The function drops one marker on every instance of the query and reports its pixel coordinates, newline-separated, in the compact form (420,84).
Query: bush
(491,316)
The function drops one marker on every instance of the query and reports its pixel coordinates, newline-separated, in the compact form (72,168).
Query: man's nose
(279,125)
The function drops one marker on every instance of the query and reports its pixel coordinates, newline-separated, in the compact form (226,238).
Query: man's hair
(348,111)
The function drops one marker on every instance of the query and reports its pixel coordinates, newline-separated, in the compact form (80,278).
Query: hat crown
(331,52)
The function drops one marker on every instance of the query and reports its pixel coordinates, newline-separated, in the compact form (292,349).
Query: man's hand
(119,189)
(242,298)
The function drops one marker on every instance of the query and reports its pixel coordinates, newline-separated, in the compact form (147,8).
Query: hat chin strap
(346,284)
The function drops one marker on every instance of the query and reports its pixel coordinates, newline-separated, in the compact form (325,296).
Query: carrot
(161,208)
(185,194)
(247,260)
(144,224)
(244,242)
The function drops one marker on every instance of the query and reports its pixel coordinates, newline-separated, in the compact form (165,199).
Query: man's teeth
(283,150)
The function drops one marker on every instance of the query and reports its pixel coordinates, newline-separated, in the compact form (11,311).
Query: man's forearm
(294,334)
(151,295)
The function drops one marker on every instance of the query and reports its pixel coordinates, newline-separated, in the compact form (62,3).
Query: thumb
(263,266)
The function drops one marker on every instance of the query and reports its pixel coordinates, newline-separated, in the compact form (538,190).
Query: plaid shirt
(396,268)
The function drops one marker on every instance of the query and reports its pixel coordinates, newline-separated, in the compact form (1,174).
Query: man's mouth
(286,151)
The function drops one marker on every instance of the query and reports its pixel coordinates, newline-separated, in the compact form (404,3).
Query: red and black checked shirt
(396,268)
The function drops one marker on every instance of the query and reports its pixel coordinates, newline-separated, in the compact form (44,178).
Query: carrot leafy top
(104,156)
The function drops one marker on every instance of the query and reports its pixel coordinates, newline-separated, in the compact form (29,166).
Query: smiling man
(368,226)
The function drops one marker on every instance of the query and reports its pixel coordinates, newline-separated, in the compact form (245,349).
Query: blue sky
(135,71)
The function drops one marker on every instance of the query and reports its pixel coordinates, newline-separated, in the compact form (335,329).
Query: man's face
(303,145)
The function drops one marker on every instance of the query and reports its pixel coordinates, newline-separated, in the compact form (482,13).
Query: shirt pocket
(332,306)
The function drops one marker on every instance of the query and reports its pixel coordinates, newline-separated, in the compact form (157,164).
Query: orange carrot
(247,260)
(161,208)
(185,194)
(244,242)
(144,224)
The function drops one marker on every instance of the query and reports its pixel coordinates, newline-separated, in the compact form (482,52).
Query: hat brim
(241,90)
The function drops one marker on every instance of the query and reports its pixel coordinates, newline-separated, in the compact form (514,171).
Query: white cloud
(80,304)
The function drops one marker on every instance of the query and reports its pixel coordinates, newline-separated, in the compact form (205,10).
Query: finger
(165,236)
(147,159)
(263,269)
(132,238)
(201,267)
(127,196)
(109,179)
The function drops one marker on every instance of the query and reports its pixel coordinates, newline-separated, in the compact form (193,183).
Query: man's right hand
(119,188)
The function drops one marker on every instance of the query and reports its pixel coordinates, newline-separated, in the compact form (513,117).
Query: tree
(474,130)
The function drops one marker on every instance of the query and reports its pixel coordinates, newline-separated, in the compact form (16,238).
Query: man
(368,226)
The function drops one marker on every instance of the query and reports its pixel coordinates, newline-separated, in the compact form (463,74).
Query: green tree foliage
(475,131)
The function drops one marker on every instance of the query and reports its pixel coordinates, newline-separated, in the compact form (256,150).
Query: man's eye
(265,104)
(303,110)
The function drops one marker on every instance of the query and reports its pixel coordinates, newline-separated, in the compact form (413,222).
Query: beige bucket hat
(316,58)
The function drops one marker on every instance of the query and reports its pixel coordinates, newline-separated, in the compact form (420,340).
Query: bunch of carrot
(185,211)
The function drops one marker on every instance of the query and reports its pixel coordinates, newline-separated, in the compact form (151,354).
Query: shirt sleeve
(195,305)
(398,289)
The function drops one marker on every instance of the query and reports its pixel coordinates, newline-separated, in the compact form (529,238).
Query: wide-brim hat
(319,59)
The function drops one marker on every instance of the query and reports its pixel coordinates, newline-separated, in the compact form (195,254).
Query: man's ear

TASK DESCRIPTION =
Each record above has to be repeated word for word.

SOLUTION FOR THIS EXERCISE =
The function drops one marker on every instance of the query and reports its pixel coordinates, newline-separated, in the compact form (420,84).
Query: bush
(491,316)
The function drops one marker on every instance of the query and reports its pixel coordinates, newline-separated, in the compact form (72,168).
Query: man's nose
(279,125)
The function drops one marker on every instance of the query and reports its pixel coordinates, newline-separated, in the compact form (226,238).
Query: man's hair
(348,111)
The function drops one marker on every instance of the query and reports its pixel coordinates, newline-separated, in the compact form (80,278).
Query: hat crown
(331,52)
The function drops one marker on every instance of the query and reports its pixel coordinates, newline-separated, in the compact form (292,349).
Query: man's hand
(119,189)
(242,298)
The function drops one marker on every instance of the query and reports its pixel coordinates, newline-separated, in the compact form (147,8).
Query: hat chin strap
(346,284)
The function drops one marker on every instance of the query and reports its pixel coordinates, newline-separated, in the compact form (325,296).
Query: carrot
(161,208)
(185,194)
(247,260)
(144,224)
(244,242)
The function drops one marker on every instance of the query and reports its pixel coordinates, newline-separated, in the compact form (165,199).
Query: man's teeth
(283,150)
The function drops one marker on every instance of the query and reports its pixel coordinates, newline-separated, in the compact form (11,311).
Query: man's forearm
(294,334)
(151,295)
The function drops one marker on every instance of the query and reports its pixel coordinates, newline-separated, in the compact form (62,3).
Query: thumb
(263,266)
The function drops one marker on every instance of the query and reports its pixel coordinates, newline-separated, in the compact form (538,190).
Query: plaid shirt
(396,268)
The function drops one marker on every instance of the query and reports its pixel coordinates, newline-separated, in the compact form (1,174).
Query: man's mouth
(286,151)
The function drops one marker on every instance of the query and reports its pixel coordinates, newline-separated, in the compact form (404,3).
Query: red and black checked shirt
(396,268)
The function drops one marker on every instance of the query and reports its pixel coordinates, newline-separated, in the compact form (44,178).
Query: carrot leafy top
(104,156)
The function drops one marker on every instance of the query and reports its pixel coordinates, newline-separated, in the compact form (29,166).
Query: smiling man
(368,226)
The function drops one marker on every instance of the query and reports its pixel coordinates, newline-separated, in the compact form (245,349).
Query: blue sky
(135,71)
The function drops one marker on every instance of the query and reports its pixel coordinates, newline-separated, in the compact form (335,329).
Query: man's face
(303,145)
The function drops one marker on every instance of the query and reports its pixel coordinates, newline-separated, in the compact form (482,13).
Query: shirt pocket
(332,306)
The function drops one marker on every instance of the query and reports its pixel coordinates, newline-separated, in the compact form (157,164).
Query: orange carrot
(247,260)
(161,208)
(185,194)
(244,242)
(144,224)
The function drops one marker on every instance of the query and reports its pixel coordinates, newline-separated, in the compact form (482,52).
Query: hat brim
(241,90)
The function drops one marker on every instance of the query and reports its pixel coordinates, newline-separated, in the compact form (514,171).
Query: white cloud
(80,304)
The function drops one marker on every instance of the query and reports its pixel coordinates, newline-separated, in the compact form (205,10).
Query: finger
(165,236)
(147,159)
(263,269)
(132,238)
(201,267)
(127,196)
(109,179)
The function drops one marker on every instance of the query and reports its pixel coordinates, newline-separated, in the compact form (193,183).
Query: man's right hand
(119,188)
The function drops one marker on every instance of the query and reports its pixel coordinates, newline-separated, in the compact form (513,117).
Query: tree
(474,130)
The function drops one marker on every instance of the query and reports its pixel coordinates, newline-separated, in the compact form (16,238).
Query: man
(368,226)
The function drops one marker on every instance of the query and reports its pixel coordinates, newline-separated, in the compact form (463,74).
Query: green tree foliage
(475,131)
The function drops one marker on every instance of the query and reports its pixel coordinates, newline-separated, in the compact form (256,150).
Query: man's eye
(265,104)
(303,110)
The function drops one marker on every instance of the query and reports its pixel coordinates, newline-separated, in the compact form (413,222).
Query: beige bucket hat
(316,58)
The function drops one marker on every instance of the query and reports its pixel coordinates, newline-separated, in the compact form (420,340).
Query: bunch of carrot
(185,211)
The function drops one marker on every instance of the query and reports its pixel coordinates, newline-separated, in the compact form (151,354).
Query: shirt sleeve
(195,305)
(398,289)
The function drops one marker on every instance of the query and reports its pixel coordinates, newline-separated, in the compact form (529,238).
Query: wide-brim hat
(319,59)
The function drops one marker on every instance of the query and reports its pixel coordinates, newline-separated, in the compact form (195,254).
Query: man's ear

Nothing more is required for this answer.